Your assignment: Please count the lines of the listing below in which "tree" occurs, and reply with the number only.

Data section:
+++

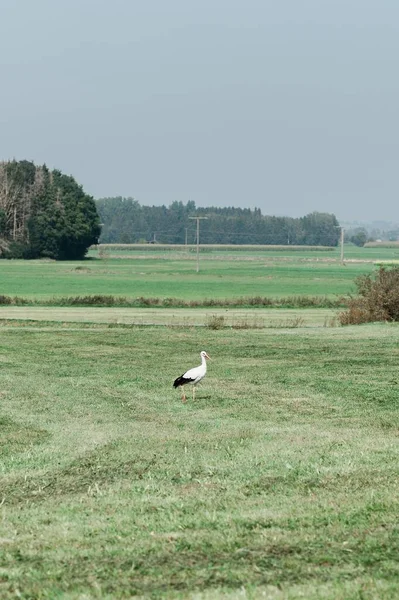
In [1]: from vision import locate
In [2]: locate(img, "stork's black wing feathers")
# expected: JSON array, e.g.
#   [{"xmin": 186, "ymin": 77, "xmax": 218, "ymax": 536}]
[{"xmin": 173, "ymin": 375, "xmax": 195, "ymax": 388}]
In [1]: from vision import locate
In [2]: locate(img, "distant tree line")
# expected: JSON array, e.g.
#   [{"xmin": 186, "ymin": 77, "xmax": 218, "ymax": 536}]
[
  {"xmin": 96, "ymin": 198, "xmax": 340, "ymax": 246},
  {"xmin": 345, "ymin": 226, "xmax": 399, "ymax": 246},
  {"xmin": 345, "ymin": 228, "xmax": 369, "ymax": 247},
  {"xmin": 0, "ymin": 160, "xmax": 101, "ymax": 259}
]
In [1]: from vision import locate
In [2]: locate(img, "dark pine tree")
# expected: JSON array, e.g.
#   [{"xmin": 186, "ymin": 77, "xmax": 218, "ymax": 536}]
[{"xmin": 0, "ymin": 160, "xmax": 101, "ymax": 259}]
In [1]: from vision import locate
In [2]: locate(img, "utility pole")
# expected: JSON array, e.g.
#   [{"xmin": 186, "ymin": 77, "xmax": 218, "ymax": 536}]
[
  {"xmin": 336, "ymin": 226, "xmax": 345, "ymax": 264},
  {"xmin": 340, "ymin": 227, "xmax": 345, "ymax": 264},
  {"xmin": 189, "ymin": 216, "xmax": 208, "ymax": 272},
  {"xmin": 185, "ymin": 228, "xmax": 188, "ymax": 246}
]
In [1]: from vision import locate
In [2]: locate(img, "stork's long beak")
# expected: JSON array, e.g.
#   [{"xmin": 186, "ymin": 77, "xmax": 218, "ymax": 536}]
[{"xmin": 205, "ymin": 353, "xmax": 211, "ymax": 360}]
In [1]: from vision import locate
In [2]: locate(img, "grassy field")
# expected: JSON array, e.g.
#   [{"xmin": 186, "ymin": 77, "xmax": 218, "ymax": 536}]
[
  {"xmin": 0, "ymin": 247, "xmax": 398, "ymax": 597},
  {"xmin": 0, "ymin": 307, "xmax": 337, "ymax": 328},
  {"xmin": 1, "ymin": 245, "xmax": 398, "ymax": 303},
  {"xmin": 0, "ymin": 323, "xmax": 398, "ymax": 599},
  {"xmin": 90, "ymin": 244, "xmax": 399, "ymax": 262}
]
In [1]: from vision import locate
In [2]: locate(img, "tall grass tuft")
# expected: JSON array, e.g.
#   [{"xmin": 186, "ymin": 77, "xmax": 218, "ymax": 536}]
[
  {"xmin": 232, "ymin": 315, "xmax": 265, "ymax": 329},
  {"xmin": 205, "ymin": 314, "xmax": 226, "ymax": 329}
]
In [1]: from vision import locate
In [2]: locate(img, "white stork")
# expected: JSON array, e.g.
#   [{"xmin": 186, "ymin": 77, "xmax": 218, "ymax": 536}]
[{"xmin": 173, "ymin": 351, "xmax": 211, "ymax": 403}]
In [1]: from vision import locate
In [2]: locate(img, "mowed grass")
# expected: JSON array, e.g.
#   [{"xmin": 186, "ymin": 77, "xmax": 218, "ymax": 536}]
[
  {"xmin": 0, "ymin": 249, "xmax": 387, "ymax": 301},
  {"xmin": 0, "ymin": 306, "xmax": 337, "ymax": 327},
  {"xmin": 0, "ymin": 324, "xmax": 398, "ymax": 599}
]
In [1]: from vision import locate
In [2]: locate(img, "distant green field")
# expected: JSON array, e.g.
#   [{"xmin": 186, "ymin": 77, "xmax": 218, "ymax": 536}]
[
  {"xmin": 91, "ymin": 243, "xmax": 399, "ymax": 262},
  {"xmin": 1, "ymin": 244, "xmax": 397, "ymax": 302},
  {"xmin": 0, "ymin": 323, "xmax": 397, "ymax": 598}
]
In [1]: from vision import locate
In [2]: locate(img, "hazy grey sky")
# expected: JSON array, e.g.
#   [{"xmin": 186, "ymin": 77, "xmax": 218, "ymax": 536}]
[{"xmin": 1, "ymin": 0, "xmax": 399, "ymax": 222}]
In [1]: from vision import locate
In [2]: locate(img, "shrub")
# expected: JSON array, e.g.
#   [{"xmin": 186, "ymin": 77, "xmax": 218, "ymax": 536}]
[
  {"xmin": 55, "ymin": 295, "xmax": 124, "ymax": 306},
  {"xmin": 2, "ymin": 241, "xmax": 30, "ymax": 259},
  {"xmin": 206, "ymin": 314, "xmax": 225, "ymax": 330},
  {"xmin": 339, "ymin": 266, "xmax": 399, "ymax": 325},
  {"xmin": 0, "ymin": 296, "xmax": 29, "ymax": 305}
]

+++

Solution to this task: 2